THE INPUT:
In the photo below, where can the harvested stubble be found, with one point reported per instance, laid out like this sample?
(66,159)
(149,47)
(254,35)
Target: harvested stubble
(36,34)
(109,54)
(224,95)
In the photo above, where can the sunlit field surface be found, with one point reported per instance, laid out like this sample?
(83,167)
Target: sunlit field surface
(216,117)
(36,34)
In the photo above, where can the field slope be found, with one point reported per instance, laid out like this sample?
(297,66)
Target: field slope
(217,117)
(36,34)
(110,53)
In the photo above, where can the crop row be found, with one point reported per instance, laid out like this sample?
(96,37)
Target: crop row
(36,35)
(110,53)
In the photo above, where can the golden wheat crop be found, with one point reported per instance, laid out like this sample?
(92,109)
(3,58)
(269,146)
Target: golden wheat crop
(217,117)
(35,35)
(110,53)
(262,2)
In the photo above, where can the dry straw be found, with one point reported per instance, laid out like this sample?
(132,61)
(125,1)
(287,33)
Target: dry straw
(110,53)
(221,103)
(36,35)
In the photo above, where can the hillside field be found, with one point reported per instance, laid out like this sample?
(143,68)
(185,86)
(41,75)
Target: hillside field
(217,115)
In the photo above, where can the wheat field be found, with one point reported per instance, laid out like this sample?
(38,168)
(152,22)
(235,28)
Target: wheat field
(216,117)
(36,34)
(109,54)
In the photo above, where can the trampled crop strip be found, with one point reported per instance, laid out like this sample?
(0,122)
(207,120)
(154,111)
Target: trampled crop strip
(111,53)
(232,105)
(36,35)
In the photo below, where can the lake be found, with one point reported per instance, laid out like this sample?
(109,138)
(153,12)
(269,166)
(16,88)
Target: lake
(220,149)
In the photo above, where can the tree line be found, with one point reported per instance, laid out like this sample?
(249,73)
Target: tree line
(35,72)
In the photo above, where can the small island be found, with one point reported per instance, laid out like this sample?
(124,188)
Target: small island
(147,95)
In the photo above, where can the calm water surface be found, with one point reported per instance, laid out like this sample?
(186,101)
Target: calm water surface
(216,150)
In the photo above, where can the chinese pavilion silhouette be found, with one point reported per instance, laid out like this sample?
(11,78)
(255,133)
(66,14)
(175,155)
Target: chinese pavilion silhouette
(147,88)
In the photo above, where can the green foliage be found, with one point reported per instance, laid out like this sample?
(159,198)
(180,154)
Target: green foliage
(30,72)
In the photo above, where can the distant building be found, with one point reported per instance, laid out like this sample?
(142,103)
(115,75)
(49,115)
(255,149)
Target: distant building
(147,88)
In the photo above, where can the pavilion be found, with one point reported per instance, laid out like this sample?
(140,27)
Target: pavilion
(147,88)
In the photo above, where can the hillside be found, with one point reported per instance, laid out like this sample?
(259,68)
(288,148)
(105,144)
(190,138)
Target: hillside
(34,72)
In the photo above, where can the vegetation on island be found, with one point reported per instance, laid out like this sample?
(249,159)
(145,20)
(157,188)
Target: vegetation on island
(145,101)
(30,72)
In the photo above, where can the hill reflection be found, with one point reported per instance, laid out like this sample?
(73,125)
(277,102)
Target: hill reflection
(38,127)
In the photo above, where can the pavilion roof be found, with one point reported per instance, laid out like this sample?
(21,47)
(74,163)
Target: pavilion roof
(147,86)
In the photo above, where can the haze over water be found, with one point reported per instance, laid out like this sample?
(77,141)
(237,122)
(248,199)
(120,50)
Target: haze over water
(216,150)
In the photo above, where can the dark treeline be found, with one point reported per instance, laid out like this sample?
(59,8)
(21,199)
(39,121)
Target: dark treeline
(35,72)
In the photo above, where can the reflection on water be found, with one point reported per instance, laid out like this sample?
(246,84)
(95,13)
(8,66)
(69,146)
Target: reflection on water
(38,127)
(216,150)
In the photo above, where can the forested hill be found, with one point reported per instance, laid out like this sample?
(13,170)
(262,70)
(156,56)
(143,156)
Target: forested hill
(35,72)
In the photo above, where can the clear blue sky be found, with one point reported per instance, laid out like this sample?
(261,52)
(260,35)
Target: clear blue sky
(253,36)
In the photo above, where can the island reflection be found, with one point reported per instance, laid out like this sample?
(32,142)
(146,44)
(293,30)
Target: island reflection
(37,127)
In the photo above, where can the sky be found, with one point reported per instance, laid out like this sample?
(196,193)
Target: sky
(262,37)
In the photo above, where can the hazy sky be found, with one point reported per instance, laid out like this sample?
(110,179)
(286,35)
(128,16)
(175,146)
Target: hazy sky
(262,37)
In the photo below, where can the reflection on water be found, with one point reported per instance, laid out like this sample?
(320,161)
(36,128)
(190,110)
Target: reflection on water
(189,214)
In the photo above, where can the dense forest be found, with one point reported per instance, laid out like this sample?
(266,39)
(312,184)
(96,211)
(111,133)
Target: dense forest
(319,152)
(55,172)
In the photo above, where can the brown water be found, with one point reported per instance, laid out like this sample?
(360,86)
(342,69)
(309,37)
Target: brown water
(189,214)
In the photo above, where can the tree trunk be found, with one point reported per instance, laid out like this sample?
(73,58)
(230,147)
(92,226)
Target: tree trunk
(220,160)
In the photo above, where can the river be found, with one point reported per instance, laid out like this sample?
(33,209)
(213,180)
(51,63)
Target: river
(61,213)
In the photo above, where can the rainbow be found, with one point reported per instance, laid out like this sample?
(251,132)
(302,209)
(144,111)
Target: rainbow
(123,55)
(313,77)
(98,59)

THE PROBLEM: All of the lines above must be returned exactly.

SOLUTION BELOW:
In the photo below, where can the harvested stubble be found, with one point reported per instance, laid out like this sample?
(66,159)
(149,47)
(254,35)
Target: harvested stubble
(36,34)
(109,54)
(224,95)
In the photo above, where can the sunlit field surface be found, with one point reported per instance, laid out like this sample?
(83,167)
Target: sunlit field surface
(216,117)
(36,34)
In the photo above, where can the field slope be found, with one point reported per instance, laid out like this sample?
(297,66)
Target: field slope
(217,117)
(36,34)
(110,53)
In the photo above, where can the crop row be found, with one point reported per instance, laid out like this sample?
(96,37)
Target: crop row
(36,35)
(110,53)
In the photo above, where can the golden wheat crop be found, with one point reported per instance, laid out like this sample?
(92,109)
(3,58)
(269,146)
Target: golden wheat crop
(217,117)
(35,35)
(110,53)
(262,2)
In the photo above, where can the dry straw be found, with one point reported per instance, laid out like this sample?
(132,61)
(125,1)
(287,33)
Target: dry straw
(110,53)
(221,103)
(36,35)
In the photo above, where can the hillside field be found, with one point reported per instance, laid out like this sample?
(143,68)
(185,86)
(41,75)
Target: hillside field
(217,115)
In the photo above, where can the wheat field be found, with one point reported per instance, laid out like this sample?
(38,168)
(152,22)
(235,28)
Target: wheat field
(216,117)
(36,34)
(109,54)
In the photo above, where can the trampled crop strip be found, with one point reported per instance, laid out like this sample?
(0,122)
(207,120)
(154,111)
Target: trampled crop strip
(111,53)
(232,105)
(36,35)
In the photo below, where can the lake be found, with one point reported per instance, laid out like this sample?
(109,138)
(153,12)
(269,166)
(16,88)
Target: lake
(220,149)
In the photo above, where can the tree line be found, with one point reported per instance, laid out like this sample?
(249,73)
Target: tree line
(35,72)
In the photo above, where can the small island be found, with one point reported per instance, laid out like this sample?
(124,188)
Target: small island
(147,95)
In the photo above, where can the calm water surface be found, with one point reported per instance, laid out like this sample?
(186,101)
Target: calm water surface
(216,150)
In the photo above, where can the chinese pavilion silhouette be found, with one point reported per instance, laid out like this sample?
(11,78)
(255,133)
(66,14)
(175,155)
Target: chinese pavilion silhouette
(147,88)
In the photo above, where can the green foliage be found, with one point reported per instance, laid out like this sample?
(159,198)
(180,154)
Target: green foliage
(30,72)
In the photo above, where can the distant building be found, with one point reported per instance, laid out like this sample?
(142,103)
(115,75)
(49,115)
(255,149)
Target: distant building
(147,88)
In the photo above, where can the pavilion be found, with one point reported per instance, laid out like this sample?
(140,27)
Target: pavilion
(147,88)
In the photo above, where can the hillside be found, with one point reported per instance, laid out like this sample?
(259,68)
(288,148)
(105,144)
(190,138)
Target: hillside
(34,72)
In the photo above, where can the vegetation on island be found, with one point reported per instance, laid out like this sample?
(249,159)
(145,20)
(157,188)
Target: vegetation on island
(145,101)
(30,72)
In the photo above, where can the hill reflection be found, with one point reported per instance, laid out like this sample?
(73,125)
(277,102)
Target: hill reflection
(38,127)
In the photo above, where can the pavilion roof be found, with one point reported per instance, laid out like this sample?
(21,47)
(74,163)
Target: pavilion roof
(147,86)
In the photo above, where can the haze over water be found, with one point reported per instance, laid out like this sample?
(77,141)
(237,122)
(248,199)
(120,50)
Target: haze over water
(216,150)
In the photo above, where can the dark treeline be found, with one point reported per instance, laid out like this sample?
(59,8)
(21,199)
(39,121)
Target: dark treeline
(35,72)
In the photo above, where can the reflection on water be found, with one point reported per instance, laid out like this sample?
(246,84)
(95,13)
(8,66)
(69,146)
Target: reflection on water
(38,127)
(216,150)
In the photo above, where can the forested hill be found, with one point reported per instance, laid out like this sample?
(13,170)
(262,70)
(156,56)
(143,156)
Target: forested hill
(35,72)
In the photo above, where can the clear blue sky be found, with one point reported per instance, laid out like this sample?
(261,52)
(260,35)
Target: clear blue sky
(253,36)
In the photo above, where can the island reflection be found, with one point reported per instance, laid out like this sample?
(32,142)
(146,44)
(293,30)
Target: island reflection
(37,127)
In the photo above, where can the sky be found, with one point reported per instance, laid out like this sample?
(196,193)
Target: sky
(262,37)
In the photo above, where can the hazy sky be found, with one point reported per instance, laid out like this sample?
(110,179)
(286,35)
(128,16)
(175,146)
Target: hazy sky
(262,37)
In the photo below, where can the reflection on water be found, with one point reported per instance, laid out like this sample?
(320,161)
(36,128)
(190,110)
Target: reflection on water
(189,214)
In the photo above, where can the dense forest be found, with one point reported per instance, laid out like this sample?
(266,39)
(312,184)
(96,211)
(111,133)
Target: dense forest
(319,152)
(55,172)
In the photo above, where can the brown water be found, with one point reported per instance, laid out like this sample?
(360,86)
(342,69)
(309,37)
Target: brown water
(189,214)
In the photo above, where can the tree trunk be found, with one point reported per instance, laid out like this sample?
(73,58)
(230,147)
(92,226)
Target: tree trunk
(220,160)
In the photo above, where can the river be found, with one point reported per instance, laid out like this sample?
(33,209)
(213,180)
(51,63)
Target: river
(61,213)
In the photo above, where can the rainbow be found, with one point reported per instance, laid out like this sample?
(251,132)
(302,209)
(144,111)
Target: rainbow
(123,55)
(313,77)
(98,59)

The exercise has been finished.